ИСХОДНЫЙ ТЕКСТ –
■ ■ ■ ■ ■
При этом он почему-то забыл подсчитать: во сколько десятков, если не сотен тысяч жизней обошелся бы русскому народу подобный крестовый поход.

Автор, однако, полагает, что русские монархи оказались бы достаточно дальновидными и умными, и не вмешались бы в религиозные войны между католиками и протестантами — аналоги известных нам Крестьянской и Тридцатилетней войн, которые разразились бы в XVI–XVII веках (плюс-минус одно-два десятилетий, в сравнении с аналогичными конфликтами нашего прошлого).

Вопрос так же еще и в том — не распространилась бы столь нелюбимая Бушковым «зараза» и на Русь. Ведь тому был целый ряд предпосылок — и упоминавшееся относительное «удаление» русской церкви от религиозного центра, и осознание того что Русь — это не совсем Европа; вполне возможно выявились и другие причины. В конце концов, в той же Польше, с ее прочнейшими, казалось бы, католическими традициями, было немало исповедующих протестантскую веру (так называемые ариане). А в другой славянской стране — Чехии-атака на католические догматы началась почти за век до Лютера, при Яне Гусе и другом Яне — Жижке, когда отряды таборитов доходили — как уже говорилось едва ли не до Берлина.(6,71)
■ ■ ■ ■ ■
ФРАГМЕНТЫ ЗАПИСЕЙ –
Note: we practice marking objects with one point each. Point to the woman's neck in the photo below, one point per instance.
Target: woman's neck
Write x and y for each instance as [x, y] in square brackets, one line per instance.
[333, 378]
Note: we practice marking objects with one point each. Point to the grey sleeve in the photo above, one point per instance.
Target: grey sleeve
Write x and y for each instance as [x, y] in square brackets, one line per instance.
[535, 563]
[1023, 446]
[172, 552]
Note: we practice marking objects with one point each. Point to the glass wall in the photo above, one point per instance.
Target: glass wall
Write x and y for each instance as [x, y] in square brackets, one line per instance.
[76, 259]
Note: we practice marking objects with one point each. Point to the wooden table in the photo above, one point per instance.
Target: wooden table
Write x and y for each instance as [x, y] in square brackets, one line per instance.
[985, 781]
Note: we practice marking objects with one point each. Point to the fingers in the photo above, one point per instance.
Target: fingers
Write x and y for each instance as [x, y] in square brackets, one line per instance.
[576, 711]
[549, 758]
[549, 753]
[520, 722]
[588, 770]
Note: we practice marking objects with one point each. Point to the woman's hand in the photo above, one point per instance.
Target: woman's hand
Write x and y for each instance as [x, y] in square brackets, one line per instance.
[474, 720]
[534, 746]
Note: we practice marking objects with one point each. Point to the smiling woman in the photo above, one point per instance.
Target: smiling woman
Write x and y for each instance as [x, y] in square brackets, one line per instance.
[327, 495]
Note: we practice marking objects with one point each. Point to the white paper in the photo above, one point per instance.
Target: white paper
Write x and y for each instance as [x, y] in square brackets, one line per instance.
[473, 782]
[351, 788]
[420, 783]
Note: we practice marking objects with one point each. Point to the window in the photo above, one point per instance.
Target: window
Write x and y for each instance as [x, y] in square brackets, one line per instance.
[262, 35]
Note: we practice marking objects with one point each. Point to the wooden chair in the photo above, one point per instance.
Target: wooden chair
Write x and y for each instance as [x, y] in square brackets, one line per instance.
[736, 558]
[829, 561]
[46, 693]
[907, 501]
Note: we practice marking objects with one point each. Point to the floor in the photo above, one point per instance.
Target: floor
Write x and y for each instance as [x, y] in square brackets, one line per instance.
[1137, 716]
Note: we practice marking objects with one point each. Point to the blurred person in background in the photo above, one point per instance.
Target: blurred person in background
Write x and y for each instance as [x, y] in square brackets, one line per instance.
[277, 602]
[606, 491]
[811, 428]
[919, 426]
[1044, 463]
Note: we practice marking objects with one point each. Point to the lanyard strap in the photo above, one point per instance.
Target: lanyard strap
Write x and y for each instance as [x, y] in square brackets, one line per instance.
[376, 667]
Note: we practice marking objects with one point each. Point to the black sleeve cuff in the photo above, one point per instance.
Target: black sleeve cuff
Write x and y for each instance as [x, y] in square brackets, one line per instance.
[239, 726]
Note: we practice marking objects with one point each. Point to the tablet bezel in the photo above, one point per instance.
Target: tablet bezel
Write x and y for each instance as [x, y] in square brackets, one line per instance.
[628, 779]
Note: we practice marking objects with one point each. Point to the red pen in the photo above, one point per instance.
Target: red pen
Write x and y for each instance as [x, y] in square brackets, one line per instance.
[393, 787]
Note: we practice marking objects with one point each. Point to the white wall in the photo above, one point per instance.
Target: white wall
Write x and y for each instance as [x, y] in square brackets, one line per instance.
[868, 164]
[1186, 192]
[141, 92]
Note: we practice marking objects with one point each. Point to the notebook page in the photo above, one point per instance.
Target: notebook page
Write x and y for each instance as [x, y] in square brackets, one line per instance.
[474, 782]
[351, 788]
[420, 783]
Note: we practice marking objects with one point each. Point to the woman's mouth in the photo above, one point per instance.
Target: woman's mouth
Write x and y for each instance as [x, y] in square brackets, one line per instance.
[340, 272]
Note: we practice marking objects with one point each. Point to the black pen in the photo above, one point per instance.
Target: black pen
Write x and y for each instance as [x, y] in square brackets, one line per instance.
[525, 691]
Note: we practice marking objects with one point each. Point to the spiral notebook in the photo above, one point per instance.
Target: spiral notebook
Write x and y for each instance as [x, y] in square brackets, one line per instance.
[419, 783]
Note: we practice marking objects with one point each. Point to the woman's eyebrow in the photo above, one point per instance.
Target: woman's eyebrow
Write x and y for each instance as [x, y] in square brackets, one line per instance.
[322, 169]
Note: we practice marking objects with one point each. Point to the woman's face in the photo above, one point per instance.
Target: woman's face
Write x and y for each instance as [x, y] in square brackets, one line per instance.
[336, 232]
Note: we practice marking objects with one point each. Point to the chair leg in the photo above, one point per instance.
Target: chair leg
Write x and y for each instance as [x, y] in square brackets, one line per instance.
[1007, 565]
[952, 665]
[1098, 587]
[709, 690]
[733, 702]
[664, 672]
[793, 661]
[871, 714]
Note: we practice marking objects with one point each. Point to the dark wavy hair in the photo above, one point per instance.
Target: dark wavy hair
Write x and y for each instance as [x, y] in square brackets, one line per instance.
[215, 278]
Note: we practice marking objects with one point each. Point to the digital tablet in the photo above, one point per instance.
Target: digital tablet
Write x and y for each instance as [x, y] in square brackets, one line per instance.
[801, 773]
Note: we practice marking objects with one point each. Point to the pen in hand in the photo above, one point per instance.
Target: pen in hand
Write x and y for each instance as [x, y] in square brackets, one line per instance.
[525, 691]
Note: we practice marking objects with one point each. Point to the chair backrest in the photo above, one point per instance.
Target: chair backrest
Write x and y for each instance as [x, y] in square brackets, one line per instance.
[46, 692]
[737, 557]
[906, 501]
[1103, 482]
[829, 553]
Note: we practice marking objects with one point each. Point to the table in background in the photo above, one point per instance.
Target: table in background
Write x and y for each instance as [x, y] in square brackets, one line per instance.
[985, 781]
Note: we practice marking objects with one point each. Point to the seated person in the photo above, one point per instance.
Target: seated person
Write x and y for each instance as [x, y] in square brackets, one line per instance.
■ ■ ■ ■ ■
ЗАДАНИЕ 1 –
Как в исходном тексте названы исповедующие протестантскую веру жители Польши?
ЗАДАНИЕ 2 –
Перепишите участок записей от строки, содержащей «to the seated», до конца записей в виде таблицы Markdown со столбцами «№» и «Строка». Пустые строки не включайте.

ОТВЕТ К ЗАДАНИЮ 1 –
Ариане.

ОТВЕТ К ЗАДАНИЮ 2 –
| № | Строка |
|---|---|
| 1 | Note: we practice marking objects with one point each. Point to the seated person in the photo above, one point per instance. |
| 2 | Target: seated person |
| 3 | Write x and y for each instance as [x, y] in square brackets, one line per instance. |